■ DATA FOR THE TASK
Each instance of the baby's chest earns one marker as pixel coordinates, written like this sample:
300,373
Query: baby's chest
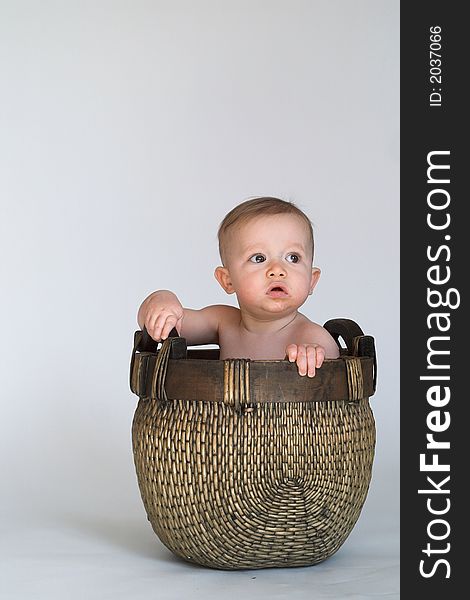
236,344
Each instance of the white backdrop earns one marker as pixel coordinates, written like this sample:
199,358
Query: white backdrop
128,130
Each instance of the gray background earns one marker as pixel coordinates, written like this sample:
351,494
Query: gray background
128,130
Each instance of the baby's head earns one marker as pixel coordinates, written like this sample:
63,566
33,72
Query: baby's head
258,208
266,247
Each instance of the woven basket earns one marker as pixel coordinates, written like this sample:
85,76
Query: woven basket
245,464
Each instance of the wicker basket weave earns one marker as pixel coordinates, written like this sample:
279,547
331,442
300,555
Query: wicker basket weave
266,468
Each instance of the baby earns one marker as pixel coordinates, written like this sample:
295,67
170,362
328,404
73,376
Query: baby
266,247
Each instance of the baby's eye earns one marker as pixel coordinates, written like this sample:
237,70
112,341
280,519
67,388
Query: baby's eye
257,258
291,257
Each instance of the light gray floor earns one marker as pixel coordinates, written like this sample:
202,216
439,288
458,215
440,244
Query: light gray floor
98,556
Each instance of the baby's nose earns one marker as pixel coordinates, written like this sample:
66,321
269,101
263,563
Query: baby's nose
276,270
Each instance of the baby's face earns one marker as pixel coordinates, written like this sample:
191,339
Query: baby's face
269,265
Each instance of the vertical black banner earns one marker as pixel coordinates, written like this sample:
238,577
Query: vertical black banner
434,231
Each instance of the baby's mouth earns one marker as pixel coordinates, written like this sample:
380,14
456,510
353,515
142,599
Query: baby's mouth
277,291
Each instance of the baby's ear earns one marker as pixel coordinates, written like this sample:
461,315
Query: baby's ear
223,277
315,277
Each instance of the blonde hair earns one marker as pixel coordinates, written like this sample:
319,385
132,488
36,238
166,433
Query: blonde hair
257,207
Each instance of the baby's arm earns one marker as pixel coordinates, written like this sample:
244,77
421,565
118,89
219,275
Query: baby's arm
310,356
162,311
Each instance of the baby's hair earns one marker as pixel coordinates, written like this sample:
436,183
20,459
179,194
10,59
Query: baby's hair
258,207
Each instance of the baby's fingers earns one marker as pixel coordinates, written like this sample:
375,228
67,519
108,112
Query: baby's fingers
320,356
291,352
311,361
170,323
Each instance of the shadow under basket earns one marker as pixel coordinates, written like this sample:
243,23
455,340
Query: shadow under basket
244,464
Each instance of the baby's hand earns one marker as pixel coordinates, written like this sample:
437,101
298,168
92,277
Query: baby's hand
160,312
307,356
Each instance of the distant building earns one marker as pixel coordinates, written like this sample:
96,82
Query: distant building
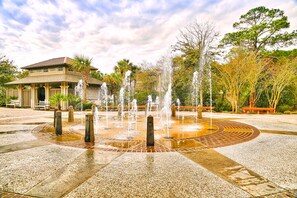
47,78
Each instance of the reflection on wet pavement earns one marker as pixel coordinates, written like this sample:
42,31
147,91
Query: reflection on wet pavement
73,174
235,173
22,146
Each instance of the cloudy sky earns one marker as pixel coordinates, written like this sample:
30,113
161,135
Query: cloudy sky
108,31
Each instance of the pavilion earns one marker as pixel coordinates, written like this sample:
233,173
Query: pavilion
47,78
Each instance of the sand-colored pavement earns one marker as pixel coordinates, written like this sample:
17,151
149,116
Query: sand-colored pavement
264,166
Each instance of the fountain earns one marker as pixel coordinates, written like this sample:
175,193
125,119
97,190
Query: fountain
79,91
126,129
210,95
96,119
105,99
157,106
178,106
125,92
149,105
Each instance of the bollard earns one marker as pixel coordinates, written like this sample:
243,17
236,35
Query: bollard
199,112
58,123
55,111
150,139
70,114
173,110
119,111
93,109
89,131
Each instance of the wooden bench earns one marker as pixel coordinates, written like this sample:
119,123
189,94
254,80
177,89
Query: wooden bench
193,108
257,109
13,103
42,105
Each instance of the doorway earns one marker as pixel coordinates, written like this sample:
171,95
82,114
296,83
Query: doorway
41,94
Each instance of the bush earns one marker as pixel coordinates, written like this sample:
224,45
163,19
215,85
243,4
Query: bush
87,105
283,108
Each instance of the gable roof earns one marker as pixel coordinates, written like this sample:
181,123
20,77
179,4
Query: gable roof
53,62
53,78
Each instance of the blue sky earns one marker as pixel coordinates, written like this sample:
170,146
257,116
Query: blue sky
108,31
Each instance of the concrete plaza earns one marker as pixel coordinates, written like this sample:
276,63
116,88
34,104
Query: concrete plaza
262,167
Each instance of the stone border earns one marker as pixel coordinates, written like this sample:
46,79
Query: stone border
228,133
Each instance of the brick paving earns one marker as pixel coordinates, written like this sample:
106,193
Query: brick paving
228,133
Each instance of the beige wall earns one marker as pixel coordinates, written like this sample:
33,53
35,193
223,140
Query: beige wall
12,92
92,93
50,71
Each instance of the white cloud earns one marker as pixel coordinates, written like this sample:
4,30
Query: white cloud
109,32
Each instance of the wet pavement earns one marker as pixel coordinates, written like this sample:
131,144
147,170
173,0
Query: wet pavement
262,166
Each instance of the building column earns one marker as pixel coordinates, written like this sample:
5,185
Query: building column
20,94
33,94
64,91
47,89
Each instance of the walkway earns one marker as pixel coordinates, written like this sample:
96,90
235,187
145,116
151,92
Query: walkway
264,166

■ SHORT EXERCISE
Edit the rows from the line that has "Each instance of the fountain" through the last row, replacing "wooden bench" with "park bench" and leaving everything else unchanged.

■ OUTPUT OF THE EXERCISE
Each instance of the fountain earns one marker as pixel coordinates, written like this sample:
175,193
125,119
97,190
Query: fountain
79,91
126,129
210,95
96,119
105,99
157,106
178,106
125,92
149,105
Each instance of the bollard earns one marker as pixel coordinates, written like this sample:
243,17
236,35
Query: bollard
199,112
58,123
55,111
150,139
70,114
173,110
119,111
93,109
89,131
Each instance of the park bench earns one marker as pixel coordinates, written like this sample:
119,123
189,94
254,80
177,89
Query: park bench
193,108
257,109
13,103
42,105
Each instance of the doorway earns one marker as pixel coordinates, written like this sample:
171,95
82,114
296,83
Query: doorway
41,94
Each instance of the bush earns one marker as pixel coordinates, written like this sample:
224,45
163,19
215,85
243,4
Query: bush
87,105
283,108
Each instance of the gable roof earns one marker as pixel coordinates, written like this sample:
181,123
20,77
179,4
Query: gable roof
53,62
53,78
Each instance of the blue sky earns one marker as pixel coordinates, written like this sample:
170,146
257,116
Query: blue sky
108,31
Each instance of the concrete plaza earns one marker as pixel coordinates, written like this sample:
276,63
116,88
34,104
Query: concrete plaza
262,167
Each instance of the stone border earns one marker as pixel coordinates, written like this sample:
46,79
Query: stone border
228,133
Each instance of the brick paving earns one marker as pixel coordinates, written like this sample:
106,193
Query: brick paving
228,133
Each instance of the beige wall earns one marker as pixel coordinates, written like this sample:
33,53
35,193
223,140
Query: beige wall
12,92
92,93
50,71
Each instance of the white cloud earns one marker as pixel coordinates, written like this sample:
4,30
Query: white cloud
109,32
Each instance of the wet pavement earns one marker as pixel coordinates, written like this sample:
131,144
147,170
173,0
Query: wet pavement
262,166
Each instance of the building column earns one marker as pixel coordinates, written like this sample:
5,185
Query: building column
20,94
33,94
64,91
47,89
Each instance of the walkway earns one marker as pixel coordinates, written like this sample:
96,90
235,187
145,116
151,92
Query: walkway
264,166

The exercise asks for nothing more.